GIVEN PROBLEM :: Please transcribe the whole travel log on Tracy Arm Fjord and the Juneau to Sitka passage, word for word.

DOCUMENT PASSAGE ::
↓↓↓

Tracy Arm Fjord : June, 2005... On June 25 we took the ADVENTURE BOUND tour boat from Juneau to Tracy Arm Fjord. Beautiful icebergs, blue as can be, graced the entrance. The boat pushed its way through the ice floes and brought us quite close to the South Sawyer Glacier. There we watched the glacier calving off fresh icebergs which splashed icy waters hight into the air. Seals and their pups lounged on on icebergs, safe from predators. As we were leaving, a juvenile humpback whale was playing in the floating kelp, lifting it up with one of its pectoral fins and snout, and rolling over and over. We would not have taken ADAGIO through the ice up to the glacier. We spoke to many other cruisers who had taken their boats in to Tracy Arm, and not a one of them had been able to get close enough to even see the South Sawyer Glacier. The polished rock faces gleamed in the sun, the South Sawyer Glacier calved new bergs, and the seal moms and pups lounged on the ice.

Tracy Arm Fjord

June, 2005... On June 25 we took the ADVENTURE BOUND tour boat from Ju ...

Updated: Nov 15, 2006 6:39pm PST

Juneau to Sitka : July 12 , 2005... While berthed in the Auke Bay Marina, north of Juneau, we enjoyed a veritable circus of bald eagles. They had been attracted to the marina by the abundance of salmon who were actively feeding in preparation for their swim up the rivers and streams to spawn. Sport fishermen would bring in their quota of fish each day for all to see as they cleaned them.

It was soon time for us to depart for Sitka, where we had made landfall aboard ADAGIO last year. On the way we spotted numerous whales, and even two black bears on the beach. We would have to transit Sergius Narrows to get to Sitka, and unlike the other narrow passes we had negotiated, the Alaskan State Ferries pass through Sergius, and have the right-of-way.

Juneau to Sitka

July 12 , 2005... While berthed in the Auke Bay Marina, north of Junea ...

↑↑↑

RAW DATA ::
↓↓↓

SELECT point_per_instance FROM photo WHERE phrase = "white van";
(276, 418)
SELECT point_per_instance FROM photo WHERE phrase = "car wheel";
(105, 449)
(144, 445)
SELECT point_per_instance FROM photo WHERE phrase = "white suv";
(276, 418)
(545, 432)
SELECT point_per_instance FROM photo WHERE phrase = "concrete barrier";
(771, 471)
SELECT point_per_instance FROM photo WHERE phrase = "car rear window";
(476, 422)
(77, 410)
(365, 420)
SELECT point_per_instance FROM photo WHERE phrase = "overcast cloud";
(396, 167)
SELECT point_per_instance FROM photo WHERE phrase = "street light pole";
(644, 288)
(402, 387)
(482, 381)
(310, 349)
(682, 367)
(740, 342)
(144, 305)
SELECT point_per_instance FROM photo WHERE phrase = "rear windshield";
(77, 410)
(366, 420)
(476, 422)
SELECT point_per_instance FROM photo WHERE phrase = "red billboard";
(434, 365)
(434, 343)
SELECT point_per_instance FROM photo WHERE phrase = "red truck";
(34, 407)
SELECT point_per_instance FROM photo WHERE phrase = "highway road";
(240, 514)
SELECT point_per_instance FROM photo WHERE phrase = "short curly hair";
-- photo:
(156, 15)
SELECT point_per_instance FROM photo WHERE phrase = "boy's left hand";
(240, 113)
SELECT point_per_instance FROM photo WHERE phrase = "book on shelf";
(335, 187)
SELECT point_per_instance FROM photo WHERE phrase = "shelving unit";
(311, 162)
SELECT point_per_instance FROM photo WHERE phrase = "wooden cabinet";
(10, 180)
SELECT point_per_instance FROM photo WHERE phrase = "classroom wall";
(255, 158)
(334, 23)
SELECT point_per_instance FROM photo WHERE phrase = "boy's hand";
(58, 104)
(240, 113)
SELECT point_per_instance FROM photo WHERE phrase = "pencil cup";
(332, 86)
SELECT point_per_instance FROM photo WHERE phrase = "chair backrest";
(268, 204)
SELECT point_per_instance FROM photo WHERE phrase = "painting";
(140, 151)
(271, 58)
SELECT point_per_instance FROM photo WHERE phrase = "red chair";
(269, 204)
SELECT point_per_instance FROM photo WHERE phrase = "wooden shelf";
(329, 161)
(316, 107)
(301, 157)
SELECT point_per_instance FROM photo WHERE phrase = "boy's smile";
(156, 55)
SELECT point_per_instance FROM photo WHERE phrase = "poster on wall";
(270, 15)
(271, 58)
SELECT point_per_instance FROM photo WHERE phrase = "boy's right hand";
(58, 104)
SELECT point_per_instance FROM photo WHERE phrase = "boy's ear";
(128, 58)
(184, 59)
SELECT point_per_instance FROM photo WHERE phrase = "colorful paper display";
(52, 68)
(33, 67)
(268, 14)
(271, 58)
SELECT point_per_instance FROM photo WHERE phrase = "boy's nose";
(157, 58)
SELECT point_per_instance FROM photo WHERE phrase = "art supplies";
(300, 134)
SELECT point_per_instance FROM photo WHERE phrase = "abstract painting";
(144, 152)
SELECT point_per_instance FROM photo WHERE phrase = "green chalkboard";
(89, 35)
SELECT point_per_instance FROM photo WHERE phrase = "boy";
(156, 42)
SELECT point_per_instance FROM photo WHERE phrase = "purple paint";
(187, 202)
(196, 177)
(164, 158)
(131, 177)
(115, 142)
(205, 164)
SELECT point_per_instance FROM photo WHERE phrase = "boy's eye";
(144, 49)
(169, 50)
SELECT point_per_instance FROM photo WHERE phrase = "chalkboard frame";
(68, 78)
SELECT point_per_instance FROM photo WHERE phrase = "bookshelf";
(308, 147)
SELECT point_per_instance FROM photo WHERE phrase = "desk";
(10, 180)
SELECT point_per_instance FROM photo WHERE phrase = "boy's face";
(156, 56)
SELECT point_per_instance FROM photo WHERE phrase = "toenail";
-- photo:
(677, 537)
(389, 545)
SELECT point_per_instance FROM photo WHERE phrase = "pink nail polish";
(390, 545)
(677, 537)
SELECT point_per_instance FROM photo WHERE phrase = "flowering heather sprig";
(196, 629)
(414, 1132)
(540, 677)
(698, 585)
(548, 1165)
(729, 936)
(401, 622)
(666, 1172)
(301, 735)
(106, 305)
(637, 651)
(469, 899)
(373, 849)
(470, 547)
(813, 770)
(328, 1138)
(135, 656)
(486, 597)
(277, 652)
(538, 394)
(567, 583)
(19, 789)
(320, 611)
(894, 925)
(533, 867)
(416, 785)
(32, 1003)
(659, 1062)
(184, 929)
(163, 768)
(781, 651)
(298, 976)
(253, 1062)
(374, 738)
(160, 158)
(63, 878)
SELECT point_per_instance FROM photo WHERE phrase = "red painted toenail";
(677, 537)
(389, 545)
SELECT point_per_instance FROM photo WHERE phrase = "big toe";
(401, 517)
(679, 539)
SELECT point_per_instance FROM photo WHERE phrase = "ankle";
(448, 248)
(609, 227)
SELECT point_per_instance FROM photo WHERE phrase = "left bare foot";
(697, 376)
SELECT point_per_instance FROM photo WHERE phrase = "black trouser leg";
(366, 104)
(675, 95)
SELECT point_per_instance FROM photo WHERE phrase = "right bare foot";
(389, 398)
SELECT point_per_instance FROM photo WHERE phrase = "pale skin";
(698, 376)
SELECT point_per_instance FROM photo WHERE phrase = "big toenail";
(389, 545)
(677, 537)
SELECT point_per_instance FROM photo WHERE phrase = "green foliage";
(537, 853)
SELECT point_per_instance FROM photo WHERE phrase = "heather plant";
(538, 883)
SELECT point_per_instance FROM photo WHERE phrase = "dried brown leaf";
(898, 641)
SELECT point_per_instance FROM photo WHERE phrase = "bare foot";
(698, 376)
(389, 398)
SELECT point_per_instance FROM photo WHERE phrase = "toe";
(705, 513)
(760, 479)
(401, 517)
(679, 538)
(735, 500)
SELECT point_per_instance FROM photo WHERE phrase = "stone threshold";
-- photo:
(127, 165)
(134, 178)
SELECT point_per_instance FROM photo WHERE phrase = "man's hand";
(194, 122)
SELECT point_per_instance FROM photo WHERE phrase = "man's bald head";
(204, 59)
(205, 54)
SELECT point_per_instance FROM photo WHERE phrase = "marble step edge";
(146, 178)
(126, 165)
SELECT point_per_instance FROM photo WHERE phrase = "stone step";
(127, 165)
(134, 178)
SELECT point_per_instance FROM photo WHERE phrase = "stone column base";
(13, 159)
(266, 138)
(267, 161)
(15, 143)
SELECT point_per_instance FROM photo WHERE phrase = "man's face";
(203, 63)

↑↑↑

OUTPUT BELOW ::
Tracy Arm Fjord : June, 2005... On June 25 we took the ADVENTURE BOUND tour boat from Juneau to Tracy Arm Fjord. Beautiful icebergs, blue as can be, graced the entrance. The boat pushed its way through the ice floes and brought us quite close to the South Sawyer Glacier. There we watched the glacier calving off fresh icebergs which splashed icy waters hight into the air. Seals and their pups lounged on on icebergs, safe from predators. As we were leaving, a juvenile humpback whale was playing in the floating kelp, lifting it up with one of its pectoral fins and snout, and rolling over and over. We would not have taken ADAGIO through the ice up to the glacier. We spoke to many other cruisers who had taken their boats in to Tracy Arm, and not a one of them had been able to get close enough to even see the South Sawyer Glacier. The polished rock faces gleamed in the sun, the South Sawyer Glacier calved new bergs, and the seal moms and pups lounged on the ice.

Tracy Arm Fjord

June, 2005... On June 25 we took the ADVENTURE BOUND tour boat from Ju ...

Updated: Nov 15, 2006 6:39pm PST

Juneau to Sitka : July 12 , 2005... While berthed in the Auke Bay Marina, north of Juneau, we enjoyed a veritable circus of bald eagles. They had been attracted to the marina by the abundance of salmon who were actively feeding in preparation for their swim up the rivers and streams to spawn. Sport fishermen would bring in their quota of fish each day for all to see as they cleaned them.

It was soon time for us to depart for Sitka, where we had made landfall aboard ADAGIO last year. On the way we spotted numerous whales, and even two black bears on the beach. We would have to transit Sergius Narrows to get to Sitka, and unlike the other narrow passes we had negotiated, the Alaskan State Ferries pass through Sergius, and have the right-of-way.

Juneau to Sitka

July 12 , 2005... While berthed in the Auke Bay Marina, north of Junea ...